For this exercise, output the line containing "# output is" and all lines after it to the end of the records, exactly, with no other content.

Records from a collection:
◆ ◆ ◆ ◆ ◆ ◆ ◆

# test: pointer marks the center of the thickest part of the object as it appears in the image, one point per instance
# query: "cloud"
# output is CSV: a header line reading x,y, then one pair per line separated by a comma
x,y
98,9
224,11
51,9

◆ ◆ ◆ ◆ ◆ ◆ ◆

Reply
# output is CSV: a header line reading x,y, then one pair per line separated by a comma
x,y
98,9
224,11
51,9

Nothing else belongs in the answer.